▶ Given passage
-*-

Furthermore, having a union that has a dominant “caucus” that is really a corporate-reform-serving secret society at its core– coupled with a non-term-limited president beholden to the will of that secret society– only serves to further cook my grits.
I a sooo tired of overcooked grits.
*Unity* on Facebook
As is my habit with all of my blog posts, I posted the Broad-Weingarten entry to numerous FB pages.
I realize that “Unity lives” on one of those pages.
Therefore, I was not surprised to receive three passive-aggressive, counter-posts: One from New Mexico AFT President Stephanie Ly, and two from Central New Mexico Labor Council AFL-CIO VP Sara Attleson.
Perusal of the NM AFT 2012 990 shows Ly’s modest income as a full-time state president (only $52,866); the form also shows NM AFT’s fiscal dependence upon “affiliate assistance”– likely from the national AFT.
As for Attleson, according to the Central NM Labor Council 2013 990, she works zero hours for zero compensation, the same as the remaining six board members. A curiosity.
Here is what Ly posted on FB on October 5, 2014, at 11:44 a.m., to “set me to rights” on Weingarten:
Instead of writing about false things and attacking the people who are working for positive change, some people choose to manipulate things into inaccurate statements and continue to talk about hopelessness and offer zero solutions. Why fight each other when the real fight is with corporations???
There you have it. Those 16 documented incidents? Just me, manipulating an innocent “worker for positive change.”
Here is Attleson’s first FB post, also October 5, 2014, but in the evening (7:57 p.m.):
Reminder that [this group] supports teacher unions and is against the privatization of public education. It is a place to discuss and fight against the privatization of public education. [Group members] may attack the corporate “reformers” all they want. However, it is not a place to attack others personally. A post attacking fellow educators will be taken down. BTW there is an urgent election in NM and we might want to spend our energy fighting against the Koch-funded governor and not those who are helping a supporter of public education by providing financial support and volunteers. Those are the ground rules of national and [this group]. This may not be a group for everyone.
Allow me to note that as is true for most of the FB groups to which I belong, the above group enrolled me on their page.
Moreover, the only contents from the page directly quoted by me are those that serve as a passive “confrontation” directed towards me, not in the comments section, but as stand-alone posts.
My post was not removed, nor were any of my comments.
As to content, Attleson’s first FB post to me is a deflection, as is the second, posted October 6, 2014, at 9:55 p.m. For this second post, Attleson brings retired educator Deborah Meier into the situation:
“I think attacking Randi is not smart, wise, accurate, or useful. Equating her with Broad et al is absurd. We argue with our allies differently than we attack our enemies. Let’s keep our aim directed at those leading the fight to end public education.”- Deborah Meier.

-*-

▶ Information given
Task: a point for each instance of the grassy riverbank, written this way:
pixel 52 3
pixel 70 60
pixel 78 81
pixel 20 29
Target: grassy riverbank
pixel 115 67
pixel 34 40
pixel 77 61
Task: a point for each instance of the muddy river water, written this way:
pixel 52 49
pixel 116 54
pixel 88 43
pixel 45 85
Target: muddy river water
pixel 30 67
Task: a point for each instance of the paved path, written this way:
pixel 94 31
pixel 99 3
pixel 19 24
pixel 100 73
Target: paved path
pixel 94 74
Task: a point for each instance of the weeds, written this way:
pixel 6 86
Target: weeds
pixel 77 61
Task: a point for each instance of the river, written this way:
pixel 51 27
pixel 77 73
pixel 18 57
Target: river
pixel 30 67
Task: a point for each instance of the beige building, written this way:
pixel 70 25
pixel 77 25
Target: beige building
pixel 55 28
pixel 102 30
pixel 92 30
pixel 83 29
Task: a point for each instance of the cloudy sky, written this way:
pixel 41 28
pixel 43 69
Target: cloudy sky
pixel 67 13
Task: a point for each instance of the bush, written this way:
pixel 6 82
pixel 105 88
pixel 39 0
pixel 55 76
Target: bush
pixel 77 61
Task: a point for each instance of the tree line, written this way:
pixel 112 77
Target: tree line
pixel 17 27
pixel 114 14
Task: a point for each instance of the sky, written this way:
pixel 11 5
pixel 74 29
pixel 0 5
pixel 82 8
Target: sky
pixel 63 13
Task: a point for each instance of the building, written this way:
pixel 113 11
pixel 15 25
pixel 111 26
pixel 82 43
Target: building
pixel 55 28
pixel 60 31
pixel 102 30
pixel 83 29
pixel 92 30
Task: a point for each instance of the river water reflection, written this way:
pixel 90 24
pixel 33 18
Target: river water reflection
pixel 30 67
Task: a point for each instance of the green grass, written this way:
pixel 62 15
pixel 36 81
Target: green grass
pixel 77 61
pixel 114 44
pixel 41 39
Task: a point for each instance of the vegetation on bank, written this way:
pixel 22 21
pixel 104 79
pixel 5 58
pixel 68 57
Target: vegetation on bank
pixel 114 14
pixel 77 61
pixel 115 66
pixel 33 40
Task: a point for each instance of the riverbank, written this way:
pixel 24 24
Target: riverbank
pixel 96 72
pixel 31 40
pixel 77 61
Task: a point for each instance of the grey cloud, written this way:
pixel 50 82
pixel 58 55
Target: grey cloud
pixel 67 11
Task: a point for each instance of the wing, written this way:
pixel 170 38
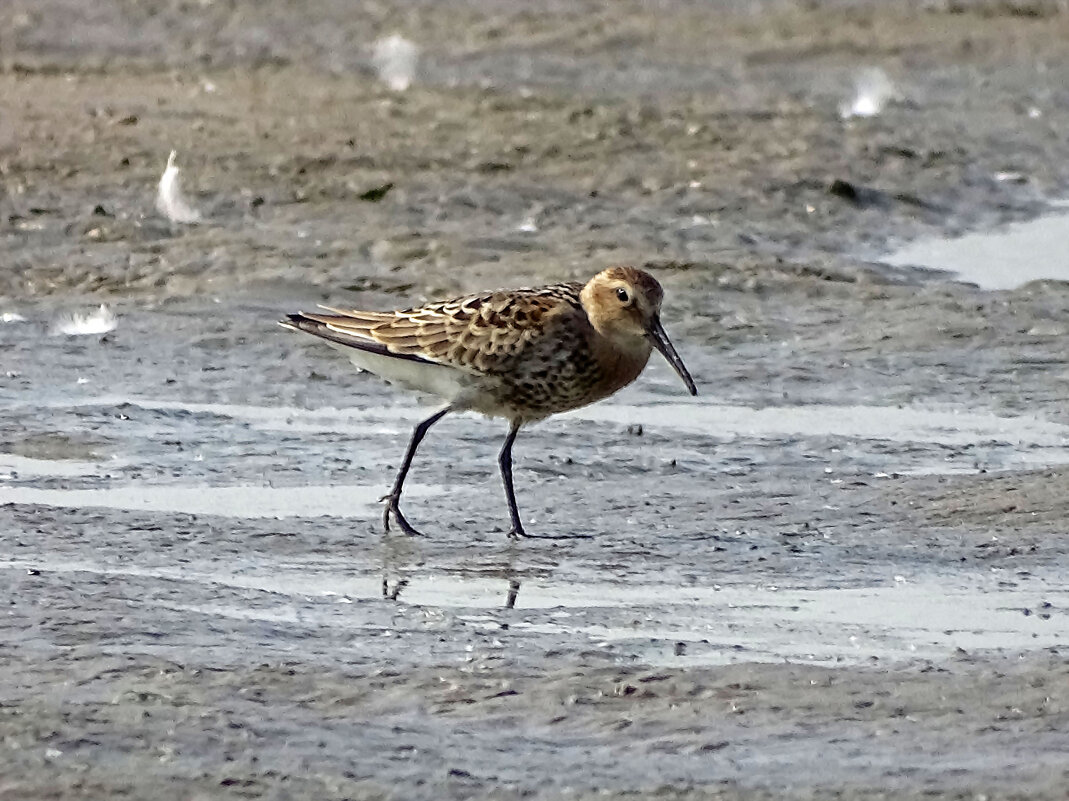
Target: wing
pixel 478 334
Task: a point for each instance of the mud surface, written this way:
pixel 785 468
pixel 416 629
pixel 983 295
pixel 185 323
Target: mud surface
pixel 838 572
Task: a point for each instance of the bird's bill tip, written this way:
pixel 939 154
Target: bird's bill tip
pixel 660 340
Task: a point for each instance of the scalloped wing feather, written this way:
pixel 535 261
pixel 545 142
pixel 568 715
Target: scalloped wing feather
pixel 477 334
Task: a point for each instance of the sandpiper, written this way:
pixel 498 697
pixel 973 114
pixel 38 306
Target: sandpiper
pixel 520 354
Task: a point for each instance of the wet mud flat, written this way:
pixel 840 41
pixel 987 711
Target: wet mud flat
pixel 839 572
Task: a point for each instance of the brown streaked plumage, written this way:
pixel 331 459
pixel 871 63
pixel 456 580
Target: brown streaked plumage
pixel 520 354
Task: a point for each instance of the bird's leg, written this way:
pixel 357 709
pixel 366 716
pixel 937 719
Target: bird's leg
pixel 394 496
pixel 505 460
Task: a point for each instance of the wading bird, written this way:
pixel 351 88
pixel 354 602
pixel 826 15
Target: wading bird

-*-

▶ Task A
Rewrite the blog post between "Here is Attleson’s" and "group for everyone.", inclusive, putting "educator unions" wherever "teacher unions" appears.
▶ Task B
List every line of the records that contains the string "plumage".

▶ Task response A
Here is Attleson’s first FB post, also October 5, 2014, but in the evening (7:57 p.m.):
Reminder that [this group] supports educator unions and is against the privatization of public education. It is a place to discuss and fight against the privatization of public education. [Group members] may attack the corporate “reformers” all they want. However, it is not a place to attack others personally. A post attacking fellow educators will be taken down. BTW there is an urgent election in NM and we might want to spend our energy fighting against the Koch-funded governor and not those who are helping a supporter of public education by providing financial support and volunteers. Those are the ground rules of national and [this group]. This may not be a group for everyone.

▶ Task response B
Task: a point for each instance of the brown streaked plumage, written this way:
Target: brown streaked plumage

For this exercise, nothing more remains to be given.